■ WHAT THE TASK REQUIRES: Please convert the lines below into a JSON list of strings, one string per line, with blank lines left out. Leave the pictures out of the answer.

■ DATA TO USE:
## start

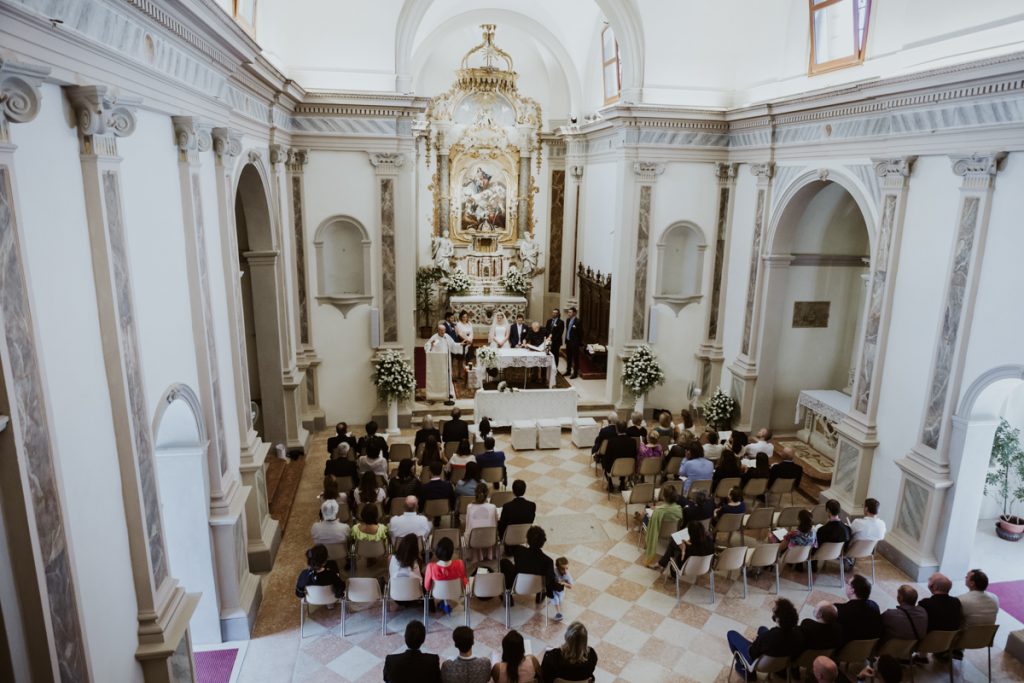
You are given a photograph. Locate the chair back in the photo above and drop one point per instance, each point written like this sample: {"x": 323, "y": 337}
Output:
{"x": 404, "y": 589}
{"x": 725, "y": 485}
{"x": 491, "y": 474}
{"x": 731, "y": 559}
{"x": 366, "y": 590}
{"x": 975, "y": 637}
{"x": 856, "y": 651}
{"x": 399, "y": 452}
{"x": 622, "y": 467}
{"x": 527, "y": 584}
{"x": 491, "y": 585}
{"x": 936, "y": 641}
{"x": 697, "y": 565}
{"x": 320, "y": 595}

## end

■ RESULT OF THE TASK:
[
  "You are given a photograph. Locate the chair back in the photo above and drop one point per instance, each point written like this sample: {\"x\": 323, \"y\": 337}",
  "Output:",
  "{\"x\": 404, \"y\": 589}",
  "{\"x\": 725, \"y\": 485}",
  "{\"x\": 491, \"y\": 474}",
  "{\"x\": 731, \"y\": 559}",
  "{\"x\": 366, \"y\": 590}",
  "{\"x\": 975, \"y\": 637}",
  "{\"x\": 856, \"y\": 651}",
  "{\"x\": 399, \"y\": 452}",
  "{\"x\": 622, \"y\": 467}",
  "{\"x\": 527, \"y\": 584}",
  "{\"x\": 491, \"y\": 585}",
  "{\"x\": 936, \"y\": 641}",
  "{\"x\": 697, \"y\": 565}",
  "{\"x\": 320, \"y\": 595}"
]